#### [Material]
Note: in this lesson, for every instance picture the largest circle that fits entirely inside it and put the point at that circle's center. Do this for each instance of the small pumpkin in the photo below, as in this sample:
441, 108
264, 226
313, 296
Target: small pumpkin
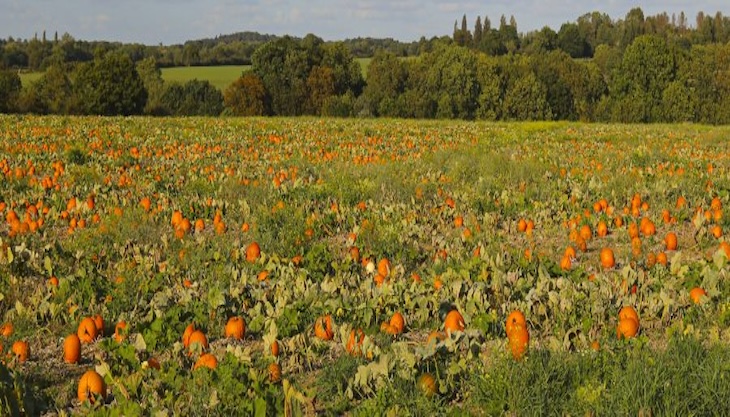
323, 328
206, 360
253, 252
454, 322
197, 338
514, 319
696, 294
274, 372
607, 259
235, 328
91, 385
87, 330
519, 339
427, 384
21, 350
354, 342
72, 348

#### [Set task]
Output all the material above as a Markdown table with the columns Row and Line, one numbered row per line, with blank lines dropped and the pictures left out.

#### [Written answer]
| Row | Line |
|---|---|
| 1 | Note: in this lesson, for every instance picture the largest circle that fits entirely inside it and put the point at that circle's center. Do this for each instance of the small pumpkin in the photo below, as in this sample: |
| 2 | 441, 108 |
| 3 | 264, 226 |
| 4 | 313, 296 |
| 5 | Target: small pumpkin |
| 6 | 323, 328 |
| 7 | 206, 360 |
| 8 | 253, 252 |
| 9 | 454, 322 |
| 10 | 197, 338 |
| 11 | 514, 319 |
| 12 | 696, 294 |
| 13 | 274, 372 |
| 14 | 607, 259 |
| 15 | 235, 328 |
| 16 | 91, 385 |
| 17 | 87, 330 |
| 18 | 519, 339 |
| 19 | 427, 384 |
| 20 | 21, 350 |
| 21 | 354, 342 |
| 22 | 72, 348 |